### SEZIONE DEL DOCUMENTO
Oggi è scomparso uno scrittore di quelli che ti cambiano la vita. Ray Bradbury è entrato a piedi pari nella mia con le sue Cronache marziane quando ero un ragazzino, negli anni in cui cominciavo a flirtare con la fantascienza, trasformando una serie di avventure in un amore profondo. Ho letto gran parte dei suoi libri da allora, e molti di loro sono entrati a far parte del mio loop di riletture. Ma Cronache marziane svetta, segnando il punto di incontro al massimo vertice tra poesia e fantascienza nella sua forma più nobile: la materializzazione dei futuri possibili.

Solo in Neuromante e nelle prime opere di William Gibson questi due mondi tornano a collidere su orbite altissime, e forse non è un caso che il racconto con il quale voglio ricordare Ray Bradbury sia apparso come racconto breve in coda ad uno dei migliori numeri di Urania: La notte che bruciammo Chrome. Due perle in una sola ostrica.

### CONTENUTO DEL DATASET
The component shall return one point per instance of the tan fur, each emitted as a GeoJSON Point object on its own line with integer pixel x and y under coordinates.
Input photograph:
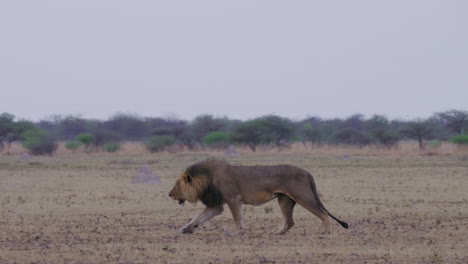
{"type": "Point", "coordinates": [215, 182]}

### ESERCIZI
1. Indica se ciascuna affermazione concorda con il testo su Ray Bradbury, rispondendo sì o no e citando le parole decisive del testo: (a) chi scrive ha scoperto Cronache marziane da ragazzino; (b) chi scrive ha letto soltanto Cronache marziane tra i libri di Bradbury; (c) il racconto scelto per ricordare Bradbury è uscito in coda a un numero di Urania.
2. Secondo il testo su Ray Bradbury, in quali opere poesia e fantascienza tornano a collidere su orbite altissime?
3. Per favore, riporta dal testo su Ray Bradbury il tratto da "Solo in Neuromante" fino a "una sola ostrica.", parola per parola.

### SOLUZIONI
1.
(a) Sì: "con le sue Cronache marziane quando ero un ragazzino".
(b) No: "Ho letto gran parte dei suoi libri da allora".
(c) Sì: "sia apparso come racconto breve in coda ad uno dei migliori numeri di Urania".

2. In Neuromante e nelle prime opere di William Gibson.

3.
Solo in Neuromante e nelle prime opere di William Gibson questi due mondi tornano a collidere su orbite altissime, e forse non è un caso che il racconto con il quale voglio ricordare Ray Bradbury sia apparso come racconto breve in coda ad uno dei migliori numeri di Urania: La notte che bruciammo Chrome. Due perle in una sola ostrica.